■ SET OF TASKS:
1 > Answer these questions from the article on the Kermit Gosnell trial:
(a) How old is Gosnell?
(b) At which hospital does neonatologist Dr. Daniel Conway work?
(c) What English title does the article give for Goya's etching?
2 > Quote the article on the Kermit Gosnell trial from "A witness for" up to and including "be provided care.".

■ SOURCE DOCUMENT:
PHILADELPHIA—In American jurisprudence a man is innocent until proven guilty. But in the Kermit Gosnell murder trial that began last week, neither side disputes the fact that the West Philadelphia abortionist killed babies: We are only dickering over whether he killed some inside the womb (permissible) or outside the womb (not permissible), and whether some victims were 24 weeks old (permissible) or 25 (not permissible).
The arbitrariness of today’s legal parameters (in distinction from moral parameters) lends a surreal quality to the proceedings as I watch from the press box, roughly five feet from the 72-year-old man who faces the death penalty if convicted. Gosnell is charged with first-degree murder in the deaths of seven babies whose spines he severed with scissors, and one count of third-degree murder in the death of a 41-year-old woman who is alleged to have been administered an overdose of anesthesia.
I say “arbitrary” because there is only a slight spatial difference of about 10 inches between the killing of a fetus in utero and the killing of a baby (note the sudden name change) on the operating table next to the woman. I say “arbitrary” because a baby possessed of arms, legs, a face, and a brain is not much impressed that it is perfectly legal to be dismembered by D&E in a reputable hospital in its 24th week of gestation, but not at 24 weeks and five days.
A witness for the prosecution toward the beginning of the trial, neonatologist Dr. Daniel Conway of Philadelphia’s St. Christopher’s Hospital for Children, told the court that babies of a gestational age of 27 weeks have an 85 percent chance of survival, and that if delivered alive they must, according to Pennsylvania state law, be provided care.
A famous etching by the 18th century Spanish artist Francisco Goya called El Sueño de la Razón Produce Monstruos (The Dream of Reason Produces Monsters) is a commentary on the bizarre aberrations of his society. It is not clear whether the best rendering of his word “sueño” is “dream” or “sleep.” If it is “sleep,” Goya seems to have been saying that abandonment of logical thinking leads to monstrous social developments. If it is “dream,” then Goya’s point is the equally disturbing one that a society with no higher authority than human reason leads to monstrous things. In the case of the ongoing Gosnell trial, the title works either way.

■ THE DATA:

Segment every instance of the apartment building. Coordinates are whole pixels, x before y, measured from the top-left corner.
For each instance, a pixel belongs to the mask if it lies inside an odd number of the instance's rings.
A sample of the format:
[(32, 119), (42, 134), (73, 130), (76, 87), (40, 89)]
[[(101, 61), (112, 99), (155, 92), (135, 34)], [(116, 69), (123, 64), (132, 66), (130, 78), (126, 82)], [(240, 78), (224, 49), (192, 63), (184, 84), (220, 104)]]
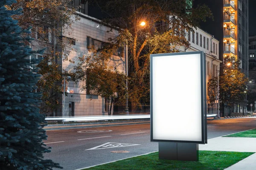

■ SOLUTIONS BELOW:
1 >
(a) 72 years old.
(b) St. Christopher's Hospital for Children in Philadelphia.
(c) The Dream of Reason Produces Monsters.

2 >
A witness for the prosecution toward the beginning of the trial, neonatologist Dr. Daniel Conway of Philadelphia’s St. Christopher’s Hospital for Children, told the court that babies of a gestational age of 27 weeks have an 85 percent chance of survival, and that if delivered alive they must, according to Pennsylvania state law, be provided care.